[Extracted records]

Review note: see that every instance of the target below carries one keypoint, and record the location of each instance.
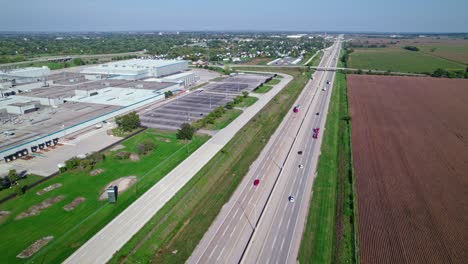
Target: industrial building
(39, 108)
(138, 68)
(25, 75)
(185, 79)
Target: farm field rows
(454, 49)
(409, 138)
(399, 60)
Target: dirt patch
(4, 215)
(117, 147)
(37, 209)
(35, 247)
(409, 145)
(134, 157)
(122, 183)
(49, 188)
(74, 204)
(96, 172)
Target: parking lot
(200, 103)
(186, 109)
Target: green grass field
(71, 229)
(457, 53)
(246, 102)
(181, 223)
(263, 89)
(328, 237)
(224, 120)
(273, 81)
(399, 60)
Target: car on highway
(316, 131)
(256, 182)
(296, 108)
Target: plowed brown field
(410, 152)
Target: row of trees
(128, 122)
(87, 163)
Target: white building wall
(67, 131)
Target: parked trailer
(296, 109)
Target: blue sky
(288, 15)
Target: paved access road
(101, 247)
(259, 224)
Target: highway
(259, 224)
(101, 247)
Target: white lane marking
(214, 249)
(220, 254)
(274, 241)
(234, 230)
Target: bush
(122, 155)
(145, 147)
(128, 122)
(186, 131)
(229, 105)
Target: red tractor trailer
(296, 109)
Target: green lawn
(399, 60)
(316, 60)
(72, 229)
(224, 120)
(273, 81)
(181, 223)
(331, 206)
(263, 89)
(31, 178)
(247, 101)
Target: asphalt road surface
(259, 224)
(101, 247)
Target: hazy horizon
(361, 16)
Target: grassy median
(329, 233)
(174, 232)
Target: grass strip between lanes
(72, 229)
(174, 232)
(329, 232)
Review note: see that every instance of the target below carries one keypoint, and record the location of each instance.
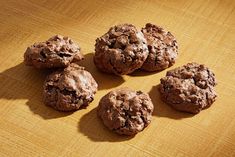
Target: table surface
(205, 33)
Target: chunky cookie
(69, 89)
(58, 51)
(121, 50)
(126, 111)
(162, 46)
(189, 88)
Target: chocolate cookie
(121, 50)
(69, 89)
(162, 46)
(58, 51)
(125, 111)
(189, 88)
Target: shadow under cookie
(22, 82)
(104, 80)
(92, 127)
(161, 109)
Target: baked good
(69, 89)
(162, 46)
(58, 51)
(125, 111)
(189, 88)
(121, 50)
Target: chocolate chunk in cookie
(189, 88)
(69, 89)
(58, 51)
(121, 50)
(125, 111)
(162, 46)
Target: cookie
(58, 51)
(189, 88)
(69, 89)
(125, 111)
(162, 46)
(121, 50)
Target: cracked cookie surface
(121, 50)
(56, 52)
(69, 89)
(162, 46)
(125, 111)
(189, 88)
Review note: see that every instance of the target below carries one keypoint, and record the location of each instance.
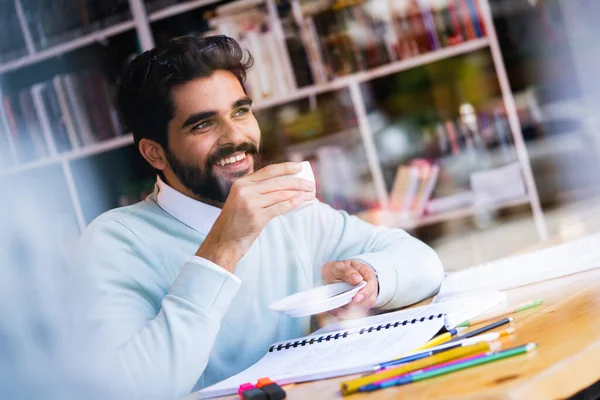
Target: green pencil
(422, 375)
(498, 314)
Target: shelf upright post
(281, 46)
(73, 194)
(142, 25)
(367, 139)
(513, 119)
(24, 28)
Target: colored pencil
(485, 337)
(439, 339)
(482, 330)
(415, 357)
(351, 386)
(490, 316)
(434, 372)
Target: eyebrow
(195, 118)
(244, 101)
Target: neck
(177, 185)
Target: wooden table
(567, 360)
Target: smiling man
(184, 278)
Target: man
(184, 279)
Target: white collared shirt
(178, 322)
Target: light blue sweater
(177, 323)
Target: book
(42, 113)
(354, 346)
(430, 25)
(465, 19)
(58, 127)
(475, 17)
(565, 259)
(65, 111)
(31, 139)
(78, 110)
(428, 180)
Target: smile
(233, 159)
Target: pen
(442, 370)
(482, 330)
(488, 317)
(486, 337)
(414, 357)
(439, 339)
(351, 386)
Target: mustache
(229, 149)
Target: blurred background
(469, 123)
(472, 124)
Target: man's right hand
(253, 201)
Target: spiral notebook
(353, 349)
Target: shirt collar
(195, 214)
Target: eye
(240, 112)
(203, 125)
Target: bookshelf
(143, 24)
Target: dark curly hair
(144, 96)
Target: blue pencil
(414, 357)
(442, 370)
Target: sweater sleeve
(408, 270)
(161, 346)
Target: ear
(153, 153)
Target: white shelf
(392, 220)
(96, 148)
(179, 9)
(67, 46)
(384, 70)
(363, 76)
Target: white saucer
(317, 300)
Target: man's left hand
(353, 272)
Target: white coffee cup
(306, 173)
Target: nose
(231, 134)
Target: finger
(344, 272)
(273, 170)
(270, 199)
(367, 296)
(285, 183)
(286, 206)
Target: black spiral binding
(363, 331)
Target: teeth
(225, 161)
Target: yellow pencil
(439, 339)
(351, 386)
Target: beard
(202, 181)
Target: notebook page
(565, 259)
(457, 311)
(352, 354)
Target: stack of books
(54, 22)
(481, 131)
(155, 5)
(12, 42)
(68, 112)
(250, 24)
(349, 36)
(413, 187)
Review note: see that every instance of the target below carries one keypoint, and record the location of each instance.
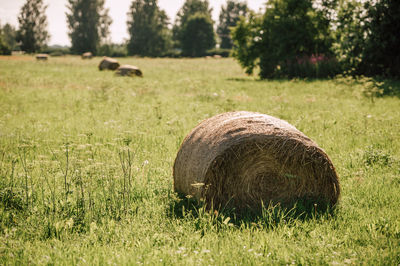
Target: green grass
(86, 166)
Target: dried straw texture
(108, 63)
(128, 70)
(245, 160)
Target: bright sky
(9, 10)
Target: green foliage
(148, 29)
(228, 18)
(4, 48)
(219, 51)
(88, 24)
(381, 55)
(86, 167)
(189, 8)
(57, 50)
(291, 34)
(349, 35)
(197, 35)
(113, 50)
(246, 39)
(367, 40)
(32, 32)
(9, 35)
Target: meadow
(86, 166)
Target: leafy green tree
(148, 29)
(189, 8)
(197, 35)
(88, 23)
(229, 16)
(32, 33)
(9, 36)
(349, 35)
(290, 32)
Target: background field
(86, 166)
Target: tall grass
(86, 166)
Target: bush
(113, 50)
(4, 48)
(292, 39)
(197, 35)
(56, 50)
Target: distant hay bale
(128, 70)
(42, 57)
(87, 55)
(108, 63)
(246, 159)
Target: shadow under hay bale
(87, 55)
(128, 70)
(108, 63)
(42, 57)
(246, 160)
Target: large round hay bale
(42, 57)
(246, 160)
(128, 70)
(87, 55)
(108, 63)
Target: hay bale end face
(246, 160)
(128, 70)
(42, 57)
(108, 63)
(87, 55)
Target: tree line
(290, 38)
(150, 30)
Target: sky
(9, 10)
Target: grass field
(86, 166)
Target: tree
(228, 18)
(88, 22)
(291, 33)
(189, 8)
(9, 36)
(381, 55)
(349, 35)
(148, 29)
(197, 35)
(32, 33)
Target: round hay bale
(42, 57)
(247, 160)
(108, 63)
(128, 70)
(87, 55)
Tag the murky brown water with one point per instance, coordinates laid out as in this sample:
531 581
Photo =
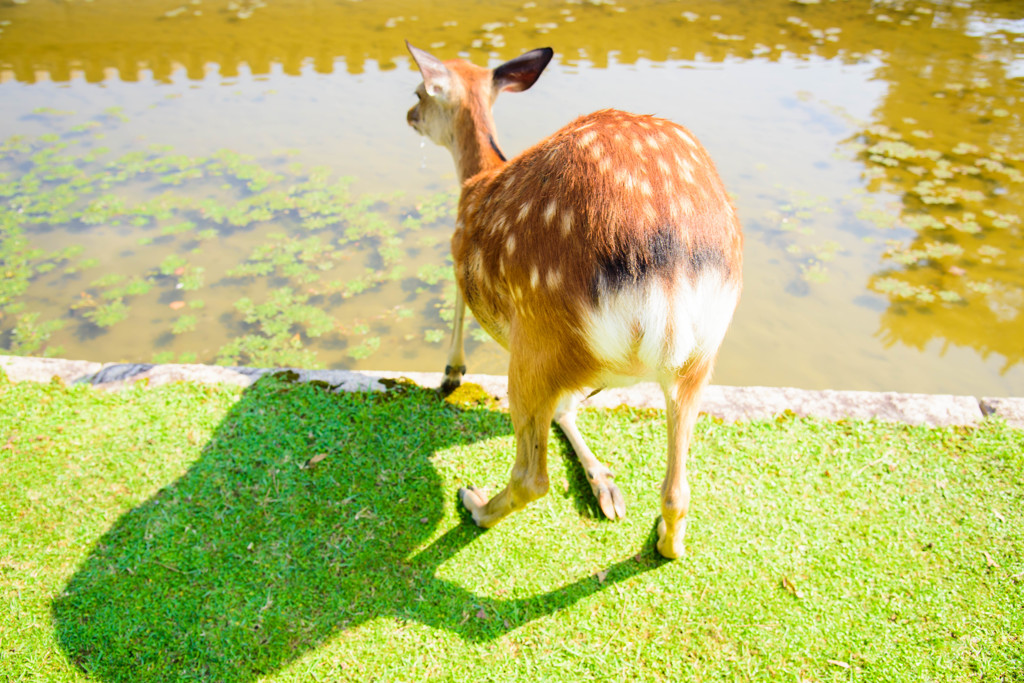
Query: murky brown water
875 151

WHAT YOU SHOULD DO:
In repeating the entries, exclude the pictures and alter nothing else.

RESPONSE AREA:
Review note: see that every instance of the target below carries one keypoint, and record the location of each instance.
Target: industrial building
(39, 108)
(138, 68)
(25, 75)
(185, 79)
Target: farm field rows
(454, 49)
(409, 138)
(399, 60)
Target: dirt patch
(4, 215)
(117, 147)
(37, 209)
(35, 247)
(409, 145)
(134, 157)
(122, 183)
(49, 188)
(74, 204)
(96, 172)
Target: parking lot
(200, 103)
(186, 109)
Target: green grass field
(71, 229)
(457, 53)
(246, 102)
(181, 223)
(263, 89)
(328, 237)
(224, 120)
(273, 81)
(399, 60)
Target: car on highway
(316, 131)
(256, 182)
(296, 108)
Target: plowed brown field
(410, 152)
Target: row of trees
(128, 122)
(87, 163)
Target: white building wall
(67, 131)
Target: parked trailer
(296, 109)
Target: blue sky
(288, 15)
Target: paved access road
(101, 247)
(259, 224)
Target: highway
(259, 224)
(101, 247)
Target: white lane marking
(214, 249)
(220, 254)
(274, 241)
(234, 230)
Target: bush
(122, 155)
(145, 147)
(128, 122)
(186, 131)
(229, 105)
Target: red tractor trailer
(296, 109)
Target: green lawn
(399, 60)
(316, 60)
(72, 229)
(224, 120)
(273, 81)
(181, 223)
(331, 206)
(263, 89)
(31, 178)
(247, 101)
Target: asphalt road surface
(259, 224)
(101, 247)
Target: hazy horizon
(361, 16)
Target: grassy median
(329, 233)
(174, 232)
Target: grass strip between lanes
(72, 229)
(174, 232)
(329, 232)
Review note: see that every instance of the target below carries one keypoint, and record the location of each instance.
Target: table surface
(205, 33)
Target: chunky cookie
(69, 89)
(58, 51)
(121, 50)
(126, 111)
(162, 46)
(189, 88)
Target: chocolate cookie
(121, 50)
(69, 89)
(162, 46)
(58, 51)
(125, 111)
(189, 88)
Target: shadow under cookie
(22, 82)
(104, 80)
(92, 127)
(161, 109)
Target: baked good
(69, 89)
(162, 46)
(58, 51)
(125, 111)
(189, 88)
(121, 50)
Target: chocolate chunk in cookie
(189, 88)
(69, 89)
(58, 51)
(121, 50)
(125, 111)
(162, 46)
Target: cookie
(58, 51)
(189, 88)
(69, 89)
(125, 111)
(162, 46)
(121, 50)
Target: cracked cookie surface
(121, 50)
(56, 52)
(69, 89)
(162, 46)
(125, 111)
(189, 88)
Review note: see that every instance of the target below carries one keypoint, and record the location of each instance.
Target: green pencil
(422, 375)
(498, 314)
Target: shelf upright post
(281, 46)
(73, 194)
(142, 25)
(367, 139)
(513, 119)
(24, 28)
Target: colored pencil
(485, 337)
(439, 339)
(482, 330)
(415, 357)
(351, 386)
(490, 316)
(434, 372)
Target: eyebrow
(195, 118)
(244, 101)
Target: neck
(177, 185)
Target: wooden table
(567, 360)
Target: smiling man
(184, 278)
Target: man
(184, 279)
Target: white collared shirt
(178, 322)
Target: light blue sweater
(177, 323)
Target: book
(42, 113)
(354, 346)
(430, 25)
(465, 19)
(58, 127)
(475, 17)
(565, 259)
(65, 111)
(31, 139)
(78, 110)
(428, 180)
Target: smile
(233, 159)
Target: pen
(442, 370)
(482, 330)
(488, 317)
(486, 337)
(414, 357)
(439, 339)
(351, 386)
Target: mustache
(229, 149)
Target: blurred background
(469, 123)
(472, 124)
Target: man's right hand
(253, 201)
Target: spiral notebook
(353, 349)
Target: shirt collar
(195, 214)
Target: eye
(240, 112)
(203, 125)
Target: bookshelf
(143, 24)
Target: dark curly hair
(144, 96)
Target: blue pencil
(414, 357)
(442, 370)
Target: sweater sleeve
(408, 270)
(161, 346)
Target: ear
(153, 153)
Target: white shelf
(392, 220)
(96, 148)
(179, 9)
(67, 46)
(384, 70)
(363, 76)
Target: white saucer
(317, 300)
Target: man's left hand
(353, 272)
Target: white coffee cup
(306, 173)
Target: nose
(231, 134)
Target: finger
(344, 272)
(273, 170)
(270, 199)
(367, 296)
(285, 183)
(286, 206)
Target: black spiral binding
(363, 331)
Target: teeth
(225, 161)
Target: yellow pencil
(439, 339)
(351, 386)
Target: beard
(202, 181)
Target: notebook page
(565, 259)
(457, 311)
(352, 354)
Target: stack of books
(54, 22)
(481, 131)
(155, 5)
(12, 42)
(68, 112)
(250, 24)
(349, 36)
(413, 187)
Review note: see that every instance of the target below carries one keypoint, and record the location of each instance.
Target: green grass
(86, 166)
Target: dried straw texture
(108, 63)
(128, 70)
(245, 160)
Target: bright sky
(9, 10)
Target: green foliage
(148, 29)
(228, 18)
(4, 48)
(219, 51)
(88, 24)
(381, 55)
(86, 167)
(189, 8)
(57, 50)
(291, 34)
(349, 35)
(197, 35)
(113, 50)
(246, 39)
(367, 40)
(32, 32)
(9, 35)
Target: meadow
(86, 166)
Target: leafy green tree
(148, 29)
(189, 8)
(197, 35)
(88, 23)
(229, 16)
(32, 33)
(9, 36)
(349, 35)
(290, 32)
Target: background field
(86, 166)
Target: tall grass
(86, 166)
Target: bush
(113, 50)
(4, 48)
(292, 39)
(197, 35)
(56, 50)
Target: distant hay bale
(128, 70)
(42, 57)
(87, 55)
(108, 63)
(246, 159)
Target: shadow under hay bale
(87, 55)
(128, 70)
(108, 63)
(42, 57)
(246, 160)
Target: large round hay bale
(42, 57)
(246, 160)
(128, 70)
(87, 55)
(108, 63)
Target: hay bale end face
(246, 160)
(128, 70)
(42, 57)
(108, 63)
(87, 55)
Target: tree line
(290, 38)
(150, 30)
Target: sky
(9, 10)
Target: grass field
(86, 166)
Target: tree
(228, 18)
(88, 22)
(291, 33)
(189, 8)
(9, 36)
(381, 55)
(349, 35)
(148, 29)
(197, 35)
(32, 33)
Target: round hay bale
(42, 57)
(247, 160)
(108, 63)
(128, 70)
(87, 55)
Tag the murky brown water with one point per instance, coordinates laid out as in this sample:
531 581
Photo =
Query: murky brown water
875 151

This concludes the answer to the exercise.